§ **What you will do**: Copy the rows below, without any changes, for the stretch from the line containing "Plain rules. Mark every instance of the bare" through the line containing "x=833 y=540", including both of those lines.

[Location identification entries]
(begin)
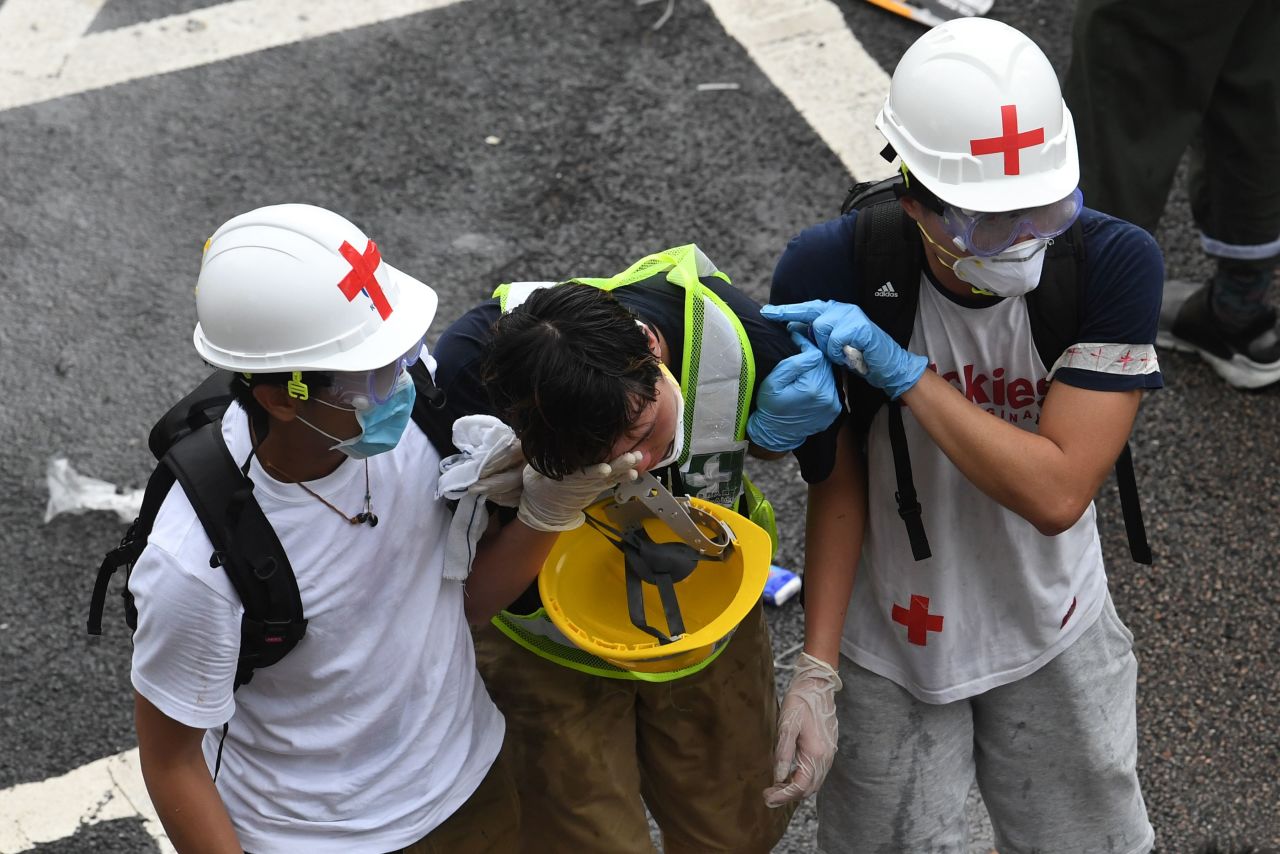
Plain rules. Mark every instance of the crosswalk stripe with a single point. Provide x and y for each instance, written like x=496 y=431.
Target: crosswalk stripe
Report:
x=50 y=809
x=809 y=54
x=41 y=64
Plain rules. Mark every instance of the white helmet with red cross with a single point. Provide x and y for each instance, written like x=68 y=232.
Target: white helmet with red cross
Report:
x=976 y=113
x=297 y=287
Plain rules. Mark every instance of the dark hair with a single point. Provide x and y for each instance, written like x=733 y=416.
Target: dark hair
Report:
x=242 y=389
x=913 y=187
x=570 y=371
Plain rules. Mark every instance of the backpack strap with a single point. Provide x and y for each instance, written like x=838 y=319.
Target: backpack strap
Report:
x=245 y=546
x=429 y=402
x=1054 y=310
x=888 y=291
x=127 y=552
x=202 y=405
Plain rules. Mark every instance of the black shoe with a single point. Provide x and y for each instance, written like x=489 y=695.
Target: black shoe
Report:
x=1246 y=357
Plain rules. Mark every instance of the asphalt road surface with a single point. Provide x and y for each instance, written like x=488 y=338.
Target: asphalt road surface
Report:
x=485 y=141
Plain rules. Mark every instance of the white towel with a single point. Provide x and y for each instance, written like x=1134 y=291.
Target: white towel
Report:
x=489 y=466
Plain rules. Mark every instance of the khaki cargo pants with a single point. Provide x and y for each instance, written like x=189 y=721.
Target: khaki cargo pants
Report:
x=585 y=749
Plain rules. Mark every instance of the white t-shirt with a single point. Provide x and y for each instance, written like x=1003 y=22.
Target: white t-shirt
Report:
x=997 y=599
x=376 y=726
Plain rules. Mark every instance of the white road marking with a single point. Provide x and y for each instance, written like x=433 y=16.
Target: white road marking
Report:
x=805 y=50
x=105 y=790
x=41 y=59
x=803 y=46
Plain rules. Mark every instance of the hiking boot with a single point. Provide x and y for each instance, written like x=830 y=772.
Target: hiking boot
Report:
x=1246 y=357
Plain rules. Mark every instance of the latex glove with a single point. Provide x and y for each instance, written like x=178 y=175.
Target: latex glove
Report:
x=807 y=733
x=549 y=505
x=796 y=400
x=849 y=338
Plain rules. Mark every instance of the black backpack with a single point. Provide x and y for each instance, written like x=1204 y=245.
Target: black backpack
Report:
x=188 y=443
x=887 y=250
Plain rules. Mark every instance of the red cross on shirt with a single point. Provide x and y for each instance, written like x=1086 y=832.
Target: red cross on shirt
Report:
x=361 y=277
x=1010 y=141
x=919 y=622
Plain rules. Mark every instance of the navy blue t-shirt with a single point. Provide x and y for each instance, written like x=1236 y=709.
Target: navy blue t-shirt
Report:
x=1124 y=278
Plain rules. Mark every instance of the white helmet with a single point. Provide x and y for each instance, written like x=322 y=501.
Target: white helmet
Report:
x=976 y=113
x=297 y=287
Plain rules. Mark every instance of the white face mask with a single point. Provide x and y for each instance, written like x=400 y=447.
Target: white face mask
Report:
x=1011 y=273
x=677 y=444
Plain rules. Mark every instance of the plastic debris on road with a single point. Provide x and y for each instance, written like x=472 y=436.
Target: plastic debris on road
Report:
x=71 y=492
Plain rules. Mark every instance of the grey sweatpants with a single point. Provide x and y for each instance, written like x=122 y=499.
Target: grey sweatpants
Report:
x=1054 y=753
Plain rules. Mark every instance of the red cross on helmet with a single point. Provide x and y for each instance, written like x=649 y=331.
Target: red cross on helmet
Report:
x=976 y=113
x=297 y=287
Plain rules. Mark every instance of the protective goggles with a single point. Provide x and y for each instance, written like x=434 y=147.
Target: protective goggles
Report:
x=361 y=389
x=991 y=233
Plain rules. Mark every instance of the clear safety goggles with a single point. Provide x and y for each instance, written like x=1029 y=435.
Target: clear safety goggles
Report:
x=361 y=389
x=990 y=233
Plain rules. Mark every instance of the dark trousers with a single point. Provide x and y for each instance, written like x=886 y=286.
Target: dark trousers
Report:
x=1150 y=78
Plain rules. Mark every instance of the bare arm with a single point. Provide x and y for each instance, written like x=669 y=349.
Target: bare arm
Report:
x=506 y=563
x=178 y=781
x=1047 y=478
x=833 y=540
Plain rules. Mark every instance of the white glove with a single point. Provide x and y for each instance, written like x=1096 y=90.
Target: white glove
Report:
x=489 y=462
x=502 y=476
x=549 y=505
x=807 y=733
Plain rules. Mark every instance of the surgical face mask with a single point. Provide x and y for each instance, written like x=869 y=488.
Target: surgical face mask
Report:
x=990 y=234
x=677 y=444
x=1011 y=273
x=380 y=425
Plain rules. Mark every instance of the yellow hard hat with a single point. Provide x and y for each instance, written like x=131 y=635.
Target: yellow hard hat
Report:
x=597 y=584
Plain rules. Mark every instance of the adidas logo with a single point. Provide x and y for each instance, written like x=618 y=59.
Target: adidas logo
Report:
x=887 y=291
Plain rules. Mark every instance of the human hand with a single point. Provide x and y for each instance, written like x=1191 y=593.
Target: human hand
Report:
x=796 y=400
x=807 y=733
x=548 y=505
x=840 y=328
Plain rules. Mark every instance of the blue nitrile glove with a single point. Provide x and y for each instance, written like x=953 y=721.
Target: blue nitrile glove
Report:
x=796 y=400
x=849 y=338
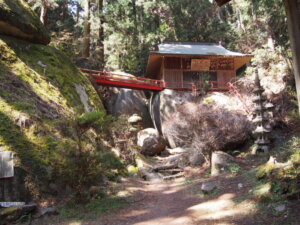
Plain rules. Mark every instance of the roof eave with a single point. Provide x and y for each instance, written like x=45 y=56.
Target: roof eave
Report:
x=181 y=54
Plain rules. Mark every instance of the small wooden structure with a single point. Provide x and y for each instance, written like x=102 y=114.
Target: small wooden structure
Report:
x=182 y=64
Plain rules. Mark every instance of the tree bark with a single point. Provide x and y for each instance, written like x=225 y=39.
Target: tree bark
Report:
x=64 y=12
x=101 y=34
x=44 y=12
x=86 y=30
x=292 y=9
x=78 y=8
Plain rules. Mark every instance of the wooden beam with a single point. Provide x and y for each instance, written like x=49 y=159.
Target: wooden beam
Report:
x=222 y=2
x=292 y=9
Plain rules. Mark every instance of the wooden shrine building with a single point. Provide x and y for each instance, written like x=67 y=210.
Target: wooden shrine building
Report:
x=182 y=64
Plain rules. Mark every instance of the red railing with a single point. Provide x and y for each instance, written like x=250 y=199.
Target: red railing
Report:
x=130 y=81
x=118 y=77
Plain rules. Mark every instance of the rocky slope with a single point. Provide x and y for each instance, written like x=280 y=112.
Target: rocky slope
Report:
x=41 y=95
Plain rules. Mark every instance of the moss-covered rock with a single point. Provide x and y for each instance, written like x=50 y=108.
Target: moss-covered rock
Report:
x=18 y=20
x=38 y=106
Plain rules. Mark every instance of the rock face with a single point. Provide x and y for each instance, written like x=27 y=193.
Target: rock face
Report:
x=13 y=213
x=13 y=189
x=18 y=20
x=214 y=122
x=219 y=162
x=121 y=101
x=37 y=102
x=150 y=141
x=162 y=106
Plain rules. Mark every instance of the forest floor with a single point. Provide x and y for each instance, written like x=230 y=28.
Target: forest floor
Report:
x=181 y=201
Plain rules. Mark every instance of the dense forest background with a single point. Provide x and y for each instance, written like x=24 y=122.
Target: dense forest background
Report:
x=118 y=34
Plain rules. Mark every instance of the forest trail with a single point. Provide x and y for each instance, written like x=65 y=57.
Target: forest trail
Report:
x=181 y=202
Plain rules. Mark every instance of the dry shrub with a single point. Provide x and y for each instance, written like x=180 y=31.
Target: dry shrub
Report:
x=208 y=127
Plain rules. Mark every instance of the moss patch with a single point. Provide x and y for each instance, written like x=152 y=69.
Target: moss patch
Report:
x=38 y=102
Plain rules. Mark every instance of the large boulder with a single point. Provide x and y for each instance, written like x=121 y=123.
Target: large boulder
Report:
x=220 y=162
x=122 y=101
x=150 y=141
x=216 y=121
x=18 y=20
x=162 y=108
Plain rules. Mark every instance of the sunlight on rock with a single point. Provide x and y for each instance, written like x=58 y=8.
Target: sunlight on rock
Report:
x=167 y=220
x=75 y=223
x=136 y=213
x=221 y=208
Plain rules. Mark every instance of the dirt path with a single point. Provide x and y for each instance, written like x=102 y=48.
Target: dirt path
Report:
x=181 y=202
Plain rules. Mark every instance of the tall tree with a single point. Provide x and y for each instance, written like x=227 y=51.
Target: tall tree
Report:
x=86 y=30
x=293 y=18
x=44 y=12
x=101 y=33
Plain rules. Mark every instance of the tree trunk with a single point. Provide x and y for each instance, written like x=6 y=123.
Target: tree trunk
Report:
x=77 y=12
x=64 y=12
x=292 y=9
x=101 y=34
x=44 y=12
x=86 y=30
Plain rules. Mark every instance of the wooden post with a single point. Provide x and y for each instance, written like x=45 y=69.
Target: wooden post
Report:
x=292 y=9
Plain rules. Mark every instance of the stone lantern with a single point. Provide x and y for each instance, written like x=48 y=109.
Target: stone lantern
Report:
x=261 y=119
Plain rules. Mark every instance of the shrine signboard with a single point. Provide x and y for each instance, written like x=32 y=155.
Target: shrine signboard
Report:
x=222 y=64
x=200 y=64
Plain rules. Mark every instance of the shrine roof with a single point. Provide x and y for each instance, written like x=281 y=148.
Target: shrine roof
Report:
x=192 y=48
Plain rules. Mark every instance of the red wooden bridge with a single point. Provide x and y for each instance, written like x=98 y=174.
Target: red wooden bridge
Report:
x=113 y=79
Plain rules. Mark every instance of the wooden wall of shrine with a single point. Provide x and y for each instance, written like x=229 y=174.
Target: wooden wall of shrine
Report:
(end)
§ **Answer to the task**:
Plain rules. Mark every instance of the bare arm with a single point. Provide x and y for each instance, written like x=669 y=349.
Target: bare arm
Report:
x=506 y=563
x=178 y=781
x=1047 y=478
x=833 y=540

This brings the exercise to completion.